• PAGE TEXT
◇ ◇ ◇ ◇

Apples may have anti-ageing effect
The adage ‘an apple a day keeps the doctor away’ may no longer apply to apples having the ability to keep just the flu bug away. The discovery of phloretin, an antioxidant derived from apples, means that the fruit may also help reduce the risk of skin cancer. ‘Phloretin is a powerful antioxidant found to be effective in protecting human skin from the effects of the sun when applied topically,’ said Dr Sheldon Pinnell, founder of SkinCeuticals. He was the leader of the scientific team that made the discovery after five years of research. The United States-based skincare brand is the first to combine phloretin with other well-known antioxidants like vitamin C into a single anti-ageing serum called Phloretin CF.
Early clinical studies showed that phloretin – found both in the flesh and skin of apples, as well as in the root bark of apple, pear and grapefruit trees – effectively fights the effects of photo-ageing. Photo-ageing refers to the ageing of skin by ultraviolet (UV) radiation as a result of repeated exposure to the sun over many years. A 2006 study published in the Biological And Pharmaceutical Bulletin found that phloretin reduces DNA damage caused by UV radiation by 80 per cent. In addition, the compound also inhibits the enzyme elastase, which causes wrinkles and sagging skin. Excessive exposure to UV rays causes skin cells to weaken. The worst outcome of this damage is skin cancer, where skin cells start to multiply abnormally. Resisting this process are chemical compounds called antioxidants. Antioxidants guard against photo-ageing by transforming unstable molecules, called free radicals, into unreactive compounds. The tricky part, when using antioxidants in skincare products, is combining them with other chemicals such that their efficacy will not be lowered. Vitamin C, for instance, is unstable and disintegrates after some time.
The development of the patent-pending technology in the formula Phloretin CF, now sold as a skincare product containing a cocktail of three antioxidants – vitamin C, ferulic acid and phloretin – is the cumulation of over 20 years of work, said Dr Pinnell. However, this breakthrough does not mean that antioxidants can replace sunscreen entirely, he said. ‘At this point, I wouldn’t say that you can eliminate sunscreen,’ he said. ‘Maybe in the future, as antioxidant technology gets better.’ However, Dr Pinnell recommends the use of antioxidants in addition to the application of sunscreen in a daily skincare regimen. ‘Sunscreen contains a lot of synthetic chemicals,’ he said. ‘It works only on the outside, absorbing UV rays. ‘Antioxidants, on the other hand, work inside the skin and provide long-term protection.’ Having said that, it is important not to overdo things, added Dr Pinnell. This is because UV rays help our skin produce vitamin D that is vital for calcium absorption. ‘You can be relatively vitamin D-deficient if you use sunscreen and antioxidants very religiously,’ he said.

◇ ◇ ◇ ◇

• TASK DETAILS
In the article about apples and anti-aging, by how much did the 2006 study find that phloretin reduces DNA damage caused by UV radiation?

◇ ◇ ◇ ◇

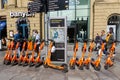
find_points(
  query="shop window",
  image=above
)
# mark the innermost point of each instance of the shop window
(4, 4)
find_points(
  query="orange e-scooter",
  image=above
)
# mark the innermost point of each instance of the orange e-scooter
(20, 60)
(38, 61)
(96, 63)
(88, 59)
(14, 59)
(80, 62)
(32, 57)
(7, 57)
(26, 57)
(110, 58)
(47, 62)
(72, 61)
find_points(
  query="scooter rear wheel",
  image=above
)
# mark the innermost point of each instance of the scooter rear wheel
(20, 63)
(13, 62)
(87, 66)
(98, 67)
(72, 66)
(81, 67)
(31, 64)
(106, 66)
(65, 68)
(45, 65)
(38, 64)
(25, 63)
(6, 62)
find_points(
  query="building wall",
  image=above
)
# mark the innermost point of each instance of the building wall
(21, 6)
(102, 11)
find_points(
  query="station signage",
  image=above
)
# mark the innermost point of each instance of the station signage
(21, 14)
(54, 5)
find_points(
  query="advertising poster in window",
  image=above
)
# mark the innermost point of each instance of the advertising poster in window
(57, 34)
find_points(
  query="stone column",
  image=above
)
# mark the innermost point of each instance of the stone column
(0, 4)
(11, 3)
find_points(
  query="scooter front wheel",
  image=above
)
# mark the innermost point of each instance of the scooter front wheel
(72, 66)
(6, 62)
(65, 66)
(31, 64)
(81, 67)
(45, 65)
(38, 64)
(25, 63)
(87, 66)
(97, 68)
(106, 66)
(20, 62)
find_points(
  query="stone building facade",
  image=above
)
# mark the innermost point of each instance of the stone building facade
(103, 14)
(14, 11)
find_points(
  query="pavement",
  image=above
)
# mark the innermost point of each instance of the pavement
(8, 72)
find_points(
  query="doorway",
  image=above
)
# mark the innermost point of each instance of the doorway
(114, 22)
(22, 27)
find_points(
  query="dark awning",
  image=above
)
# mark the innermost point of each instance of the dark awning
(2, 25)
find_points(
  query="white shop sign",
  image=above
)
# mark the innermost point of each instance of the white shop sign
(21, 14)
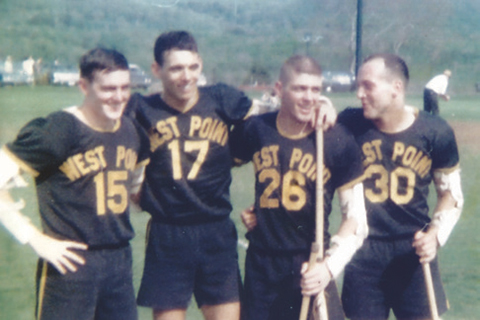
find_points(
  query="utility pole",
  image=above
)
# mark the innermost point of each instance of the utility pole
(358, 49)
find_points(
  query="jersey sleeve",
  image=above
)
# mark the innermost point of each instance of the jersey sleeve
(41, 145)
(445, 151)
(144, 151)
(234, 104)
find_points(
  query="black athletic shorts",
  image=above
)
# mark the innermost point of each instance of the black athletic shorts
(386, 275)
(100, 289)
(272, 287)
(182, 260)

◇ ◇ ◇ ◇

• ANSWER
By 80 percent.